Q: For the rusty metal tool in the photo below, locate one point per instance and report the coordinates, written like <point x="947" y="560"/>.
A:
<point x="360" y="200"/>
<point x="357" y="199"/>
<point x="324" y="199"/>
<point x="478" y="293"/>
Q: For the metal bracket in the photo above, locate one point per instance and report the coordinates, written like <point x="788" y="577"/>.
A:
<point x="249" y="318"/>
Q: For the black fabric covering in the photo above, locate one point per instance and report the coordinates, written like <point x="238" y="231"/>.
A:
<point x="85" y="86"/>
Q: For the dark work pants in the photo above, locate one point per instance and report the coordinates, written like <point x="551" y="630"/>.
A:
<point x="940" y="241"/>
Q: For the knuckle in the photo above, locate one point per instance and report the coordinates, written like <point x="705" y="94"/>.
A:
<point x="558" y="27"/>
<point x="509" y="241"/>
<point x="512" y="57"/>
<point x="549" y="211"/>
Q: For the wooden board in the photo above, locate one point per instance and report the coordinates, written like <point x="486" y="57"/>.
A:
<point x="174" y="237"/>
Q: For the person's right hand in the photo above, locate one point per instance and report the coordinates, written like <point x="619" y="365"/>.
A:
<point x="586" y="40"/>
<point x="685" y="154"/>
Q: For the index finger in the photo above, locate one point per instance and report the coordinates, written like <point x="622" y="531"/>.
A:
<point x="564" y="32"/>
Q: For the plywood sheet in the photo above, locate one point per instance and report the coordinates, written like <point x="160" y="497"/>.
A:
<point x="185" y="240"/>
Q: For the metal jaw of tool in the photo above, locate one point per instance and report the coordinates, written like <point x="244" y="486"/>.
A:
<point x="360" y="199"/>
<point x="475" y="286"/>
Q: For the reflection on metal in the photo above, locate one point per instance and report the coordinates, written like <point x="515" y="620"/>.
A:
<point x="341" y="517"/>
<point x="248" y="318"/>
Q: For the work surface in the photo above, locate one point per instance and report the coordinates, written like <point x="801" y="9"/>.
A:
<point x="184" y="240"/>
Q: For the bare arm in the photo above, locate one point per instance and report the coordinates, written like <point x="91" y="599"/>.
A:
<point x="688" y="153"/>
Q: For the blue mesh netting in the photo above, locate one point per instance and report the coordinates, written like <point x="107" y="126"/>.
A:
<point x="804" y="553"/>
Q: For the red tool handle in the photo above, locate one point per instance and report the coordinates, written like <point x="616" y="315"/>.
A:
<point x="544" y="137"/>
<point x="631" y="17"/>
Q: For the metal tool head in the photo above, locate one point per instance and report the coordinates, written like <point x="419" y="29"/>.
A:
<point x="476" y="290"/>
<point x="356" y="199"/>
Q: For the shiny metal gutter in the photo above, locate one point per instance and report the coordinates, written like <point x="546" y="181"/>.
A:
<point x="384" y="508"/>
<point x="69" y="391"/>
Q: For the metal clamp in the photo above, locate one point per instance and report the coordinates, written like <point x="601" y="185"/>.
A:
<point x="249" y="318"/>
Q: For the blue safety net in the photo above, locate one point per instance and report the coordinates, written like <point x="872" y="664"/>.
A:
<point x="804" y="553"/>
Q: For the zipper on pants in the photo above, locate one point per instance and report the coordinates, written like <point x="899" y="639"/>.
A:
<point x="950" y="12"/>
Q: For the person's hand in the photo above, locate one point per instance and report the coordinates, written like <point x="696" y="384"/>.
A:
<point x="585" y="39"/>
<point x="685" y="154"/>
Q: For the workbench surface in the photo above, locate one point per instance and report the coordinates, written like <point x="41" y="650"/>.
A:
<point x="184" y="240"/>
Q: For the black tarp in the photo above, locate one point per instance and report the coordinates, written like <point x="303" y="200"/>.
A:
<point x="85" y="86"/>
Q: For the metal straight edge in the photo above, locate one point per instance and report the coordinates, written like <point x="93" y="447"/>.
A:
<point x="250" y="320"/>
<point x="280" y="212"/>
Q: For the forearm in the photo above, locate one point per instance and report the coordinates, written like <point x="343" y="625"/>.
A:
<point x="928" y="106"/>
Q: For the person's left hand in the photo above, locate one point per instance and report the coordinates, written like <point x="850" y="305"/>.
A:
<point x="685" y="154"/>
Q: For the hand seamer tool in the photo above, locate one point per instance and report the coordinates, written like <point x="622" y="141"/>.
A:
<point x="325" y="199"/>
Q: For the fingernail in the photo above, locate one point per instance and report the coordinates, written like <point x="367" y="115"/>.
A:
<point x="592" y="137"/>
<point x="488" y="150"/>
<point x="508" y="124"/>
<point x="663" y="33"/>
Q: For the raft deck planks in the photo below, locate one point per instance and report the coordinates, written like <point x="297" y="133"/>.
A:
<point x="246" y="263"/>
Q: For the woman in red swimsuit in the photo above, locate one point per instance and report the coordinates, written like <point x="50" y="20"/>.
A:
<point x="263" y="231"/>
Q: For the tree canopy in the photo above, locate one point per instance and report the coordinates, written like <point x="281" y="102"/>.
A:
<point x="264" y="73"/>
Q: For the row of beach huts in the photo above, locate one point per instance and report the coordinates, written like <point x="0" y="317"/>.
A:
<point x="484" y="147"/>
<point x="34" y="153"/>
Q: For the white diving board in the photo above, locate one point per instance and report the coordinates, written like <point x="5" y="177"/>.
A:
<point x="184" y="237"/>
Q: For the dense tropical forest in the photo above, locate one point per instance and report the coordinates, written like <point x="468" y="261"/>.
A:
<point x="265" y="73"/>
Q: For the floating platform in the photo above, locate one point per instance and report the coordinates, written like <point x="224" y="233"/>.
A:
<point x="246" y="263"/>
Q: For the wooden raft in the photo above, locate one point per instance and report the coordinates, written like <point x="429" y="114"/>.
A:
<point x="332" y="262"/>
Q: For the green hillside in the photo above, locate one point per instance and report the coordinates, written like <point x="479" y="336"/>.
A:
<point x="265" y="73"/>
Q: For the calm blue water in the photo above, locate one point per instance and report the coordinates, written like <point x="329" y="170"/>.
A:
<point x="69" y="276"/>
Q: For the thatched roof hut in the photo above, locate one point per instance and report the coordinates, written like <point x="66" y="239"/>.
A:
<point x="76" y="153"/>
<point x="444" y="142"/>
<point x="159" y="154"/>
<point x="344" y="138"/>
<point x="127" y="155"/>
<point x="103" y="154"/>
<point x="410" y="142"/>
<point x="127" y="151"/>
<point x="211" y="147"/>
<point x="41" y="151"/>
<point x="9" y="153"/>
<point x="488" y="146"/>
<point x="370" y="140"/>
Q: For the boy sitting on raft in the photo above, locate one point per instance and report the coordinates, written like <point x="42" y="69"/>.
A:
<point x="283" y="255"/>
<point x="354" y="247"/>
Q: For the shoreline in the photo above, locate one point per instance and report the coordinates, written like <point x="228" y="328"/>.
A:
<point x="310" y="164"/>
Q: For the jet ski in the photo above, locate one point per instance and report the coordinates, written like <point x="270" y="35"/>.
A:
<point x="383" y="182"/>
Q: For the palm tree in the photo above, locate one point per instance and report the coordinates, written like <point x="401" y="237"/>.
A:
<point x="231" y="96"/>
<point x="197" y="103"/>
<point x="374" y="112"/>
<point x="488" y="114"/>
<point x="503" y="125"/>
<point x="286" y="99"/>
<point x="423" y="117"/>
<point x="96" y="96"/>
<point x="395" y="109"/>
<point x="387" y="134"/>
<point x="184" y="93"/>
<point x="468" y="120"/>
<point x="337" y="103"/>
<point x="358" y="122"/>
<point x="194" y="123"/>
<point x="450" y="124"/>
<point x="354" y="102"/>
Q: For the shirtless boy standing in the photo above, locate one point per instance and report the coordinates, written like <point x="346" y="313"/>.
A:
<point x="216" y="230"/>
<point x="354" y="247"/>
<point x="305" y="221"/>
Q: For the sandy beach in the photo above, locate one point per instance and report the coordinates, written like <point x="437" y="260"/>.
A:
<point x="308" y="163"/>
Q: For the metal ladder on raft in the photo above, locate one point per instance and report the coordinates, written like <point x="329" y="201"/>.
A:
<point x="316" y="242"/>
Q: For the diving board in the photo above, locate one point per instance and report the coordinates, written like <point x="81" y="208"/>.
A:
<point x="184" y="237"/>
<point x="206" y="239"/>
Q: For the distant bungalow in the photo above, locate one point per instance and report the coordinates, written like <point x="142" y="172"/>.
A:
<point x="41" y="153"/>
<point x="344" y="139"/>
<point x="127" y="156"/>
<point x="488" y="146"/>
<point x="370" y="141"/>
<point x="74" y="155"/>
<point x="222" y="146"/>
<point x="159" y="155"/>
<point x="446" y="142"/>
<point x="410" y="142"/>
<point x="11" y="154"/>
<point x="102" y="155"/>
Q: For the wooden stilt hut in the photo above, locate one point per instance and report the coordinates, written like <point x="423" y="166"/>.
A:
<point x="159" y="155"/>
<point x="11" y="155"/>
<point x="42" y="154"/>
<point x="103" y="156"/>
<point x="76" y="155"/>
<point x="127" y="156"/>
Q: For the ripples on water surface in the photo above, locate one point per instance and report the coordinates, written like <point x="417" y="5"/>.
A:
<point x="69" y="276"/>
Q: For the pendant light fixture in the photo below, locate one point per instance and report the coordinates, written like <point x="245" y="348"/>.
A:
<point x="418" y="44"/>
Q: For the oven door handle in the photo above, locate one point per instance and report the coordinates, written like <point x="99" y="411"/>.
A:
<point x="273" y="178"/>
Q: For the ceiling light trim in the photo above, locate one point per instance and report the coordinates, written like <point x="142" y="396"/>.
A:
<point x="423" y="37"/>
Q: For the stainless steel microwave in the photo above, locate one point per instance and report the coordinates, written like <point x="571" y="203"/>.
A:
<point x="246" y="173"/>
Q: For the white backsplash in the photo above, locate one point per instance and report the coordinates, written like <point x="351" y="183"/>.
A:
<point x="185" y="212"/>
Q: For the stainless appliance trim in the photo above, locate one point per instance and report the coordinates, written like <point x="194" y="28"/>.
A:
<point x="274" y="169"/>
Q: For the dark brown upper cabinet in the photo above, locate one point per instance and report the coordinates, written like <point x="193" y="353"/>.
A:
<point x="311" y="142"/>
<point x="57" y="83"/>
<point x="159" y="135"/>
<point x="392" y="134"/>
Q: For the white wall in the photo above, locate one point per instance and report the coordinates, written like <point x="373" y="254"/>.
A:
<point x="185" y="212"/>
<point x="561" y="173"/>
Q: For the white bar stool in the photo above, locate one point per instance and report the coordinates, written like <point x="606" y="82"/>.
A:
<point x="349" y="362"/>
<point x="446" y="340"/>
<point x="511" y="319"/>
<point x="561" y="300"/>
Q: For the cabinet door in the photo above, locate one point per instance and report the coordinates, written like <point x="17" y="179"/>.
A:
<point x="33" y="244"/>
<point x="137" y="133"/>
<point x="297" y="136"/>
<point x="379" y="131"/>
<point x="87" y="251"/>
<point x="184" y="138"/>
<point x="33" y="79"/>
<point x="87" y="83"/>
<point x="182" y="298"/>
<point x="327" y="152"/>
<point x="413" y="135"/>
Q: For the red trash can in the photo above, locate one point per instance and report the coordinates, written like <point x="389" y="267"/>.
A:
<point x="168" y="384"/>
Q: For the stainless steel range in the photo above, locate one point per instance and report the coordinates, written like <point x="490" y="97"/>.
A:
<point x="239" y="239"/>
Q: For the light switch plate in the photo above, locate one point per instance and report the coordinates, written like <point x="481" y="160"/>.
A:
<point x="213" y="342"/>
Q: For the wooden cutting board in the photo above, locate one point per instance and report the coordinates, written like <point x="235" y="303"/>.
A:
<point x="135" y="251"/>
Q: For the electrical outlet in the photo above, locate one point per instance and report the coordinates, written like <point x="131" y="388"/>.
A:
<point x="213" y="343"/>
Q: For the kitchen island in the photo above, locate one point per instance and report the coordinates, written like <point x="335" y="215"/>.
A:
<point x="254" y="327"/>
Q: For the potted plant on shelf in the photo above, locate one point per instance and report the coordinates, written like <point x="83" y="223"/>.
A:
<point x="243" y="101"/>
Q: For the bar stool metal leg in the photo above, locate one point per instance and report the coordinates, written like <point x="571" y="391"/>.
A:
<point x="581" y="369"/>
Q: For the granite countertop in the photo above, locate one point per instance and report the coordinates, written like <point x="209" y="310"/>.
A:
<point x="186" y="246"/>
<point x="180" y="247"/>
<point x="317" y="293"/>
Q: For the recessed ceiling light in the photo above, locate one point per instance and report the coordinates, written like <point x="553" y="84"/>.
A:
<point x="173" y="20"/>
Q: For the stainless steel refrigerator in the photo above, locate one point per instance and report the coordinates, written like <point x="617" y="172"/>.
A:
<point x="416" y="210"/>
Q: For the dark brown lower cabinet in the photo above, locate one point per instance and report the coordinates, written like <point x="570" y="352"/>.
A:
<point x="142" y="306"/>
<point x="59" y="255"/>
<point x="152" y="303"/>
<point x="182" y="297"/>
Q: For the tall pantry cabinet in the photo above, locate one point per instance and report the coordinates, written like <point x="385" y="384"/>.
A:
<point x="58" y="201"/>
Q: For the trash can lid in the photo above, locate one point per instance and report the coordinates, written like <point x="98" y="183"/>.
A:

* **What to work on**
When a line in the material above holds the word "below", copy that line.

* **Response area**
Q: For the rusty metal tool in the photo below, locate one point per instance and report the coordinates, written like <point x="947" y="560"/>.
Q: For the raft deck planks in the photo below, locate one point per instance and report the coordinates, written like <point x="297" y="133"/>.
Q: For the pendant light fixture in the photo below, locate one point per instance and report the coordinates, written like <point x="245" y="348"/>.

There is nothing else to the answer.